The residents of Borei Keila and Boeung Kak neighbourhoods were bartered away when the Cambodian government signed agreements with construction companies to redevelop the land, in 2003 and 2007 respectively. Activists working on behalf of these communities are confronted with a slew of threats, ranging from police brutality, imprisonment, phone threats, constant surveillance, legal charges, and threats to their families..

Protestors from both communities have suffered illegal detention and fear of the possibility of future arrests. Twenty-four women and 6 children were detained from the Borei Keila community during a demonstration on 11 January 2012 and were held for one week at a correctional facility. Additionally, since April 2011, there have been eleven arrests during Boeung Kak demonstrations, 2 of which were children. All of them have since been released, but 8 Borei Keila men still remain in the notorious Prey Sar prison.

“The Cambodian authorities are waging a silent war on activists of evicted communities. The activists are faced with a difficult situation of either remaining silent and losing their homes, or speaking out and risking additional reprisals. The situation of the Borei Keila and Boeung Kak communities requires urgent international action to help put a firm stop to the countless rights violations that these vulnerable people are facing daily,” says Dr Agnès Callamard, ARTICLE 19 Executive Director.

“The mandate of the Cambodian authorities is to protect their citizens, but in stark contrast, they are displacing vulnerable communities and laying a heavy hand to silence them thereafter. The Cambodian government must cease all threats to the activists of these evicted communities, who have the right to actively voice their concerns,” continued Dr Callamard.

Task goal: Continue the piece on threats against activists from the evicted Borei Keila and Boeung Kak communities, picking up after Dr Callamard's closing statement.

Material provided:
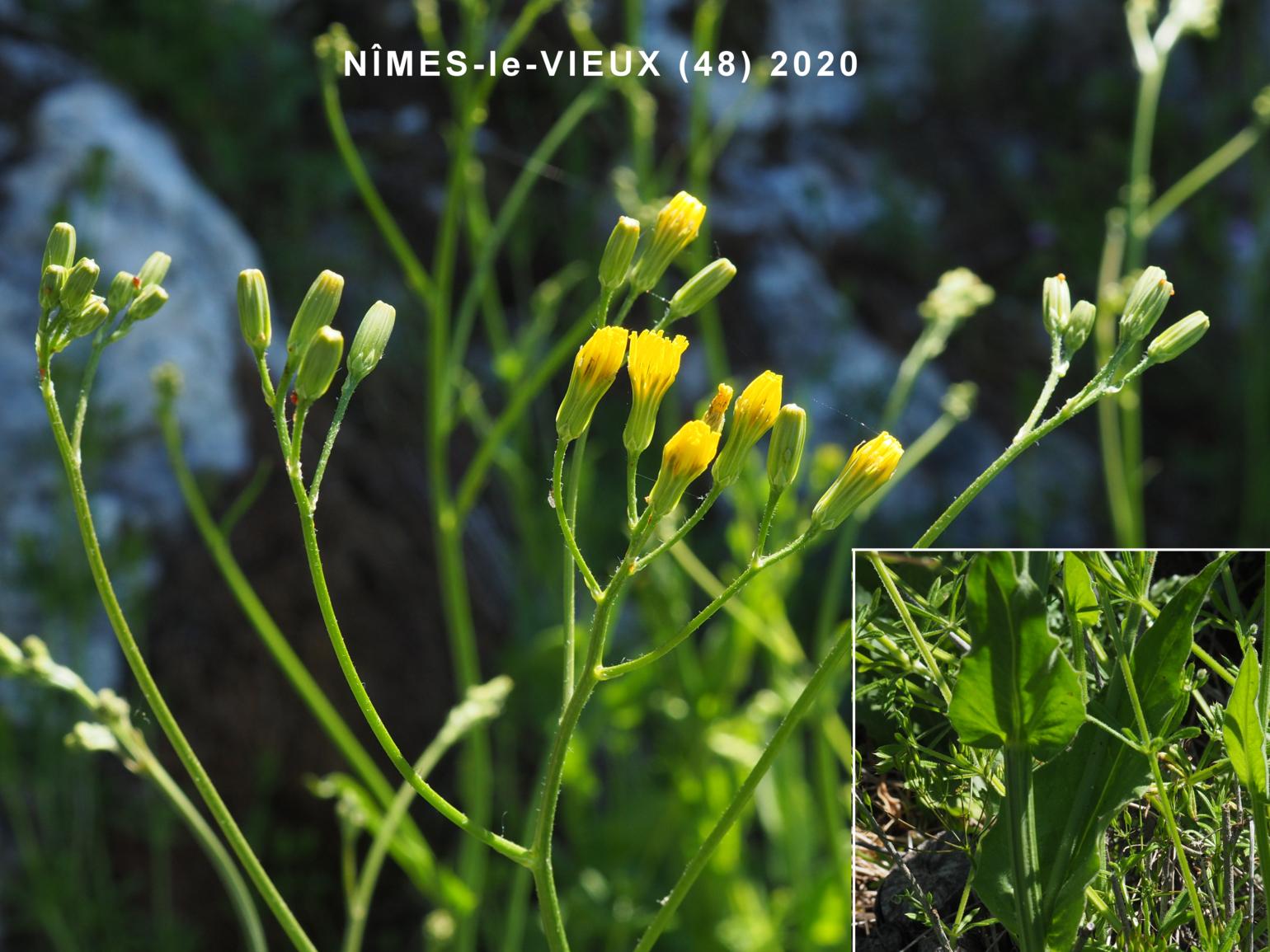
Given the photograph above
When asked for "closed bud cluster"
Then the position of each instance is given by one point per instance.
(78, 287)
(319, 364)
(371, 340)
(1080, 326)
(253, 296)
(870, 466)
(315, 312)
(155, 270)
(1178, 339)
(701, 288)
(686, 456)
(619, 253)
(593, 372)
(677, 225)
(60, 248)
(1056, 305)
(755, 414)
(717, 409)
(122, 291)
(785, 451)
(1147, 301)
(653, 363)
(148, 302)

Your response:
The Cambodian government agreed to give a construction company over half the land of Borei Keila for redevelopment in exchange for the construction of homes for Borei Keila families on the remaining land. However, in 2010 the company ceased construction with only 8 of the 10 buildings built, leaving approximately 300 families stranded and living in ad hoc shanties. On 3 January 2012, when demolition crews arrived to push the remaining families off the land, protesters were met by armed state forces, riot police with tear gas, and hammer-wielding company-hired guards.

At Boeung Kak Lake, women activists have recently received multiple phone threats from private numbers, telling them to stop protesting if they care for their families. The police and local authorities have also visited their homes, which are still at risk for demolition, on multiple occasions to make it known to the women that their children and husbands are at risk if they persist with their protests. During peaceful demonstrations, these women have been faced with blockades, along with police brutality involving electrical tasers, batons, and beatings. ARTICLE 19 has also learned that a pregnant women partaking in a Boeung Kak demonstration was beaten and later suffered a miscarriage.

Activists from both the Borei Keila and Boeung Kak communities are under constant surveillance. These activists are frequently followed by motorcyclists who are either armed or photographing them.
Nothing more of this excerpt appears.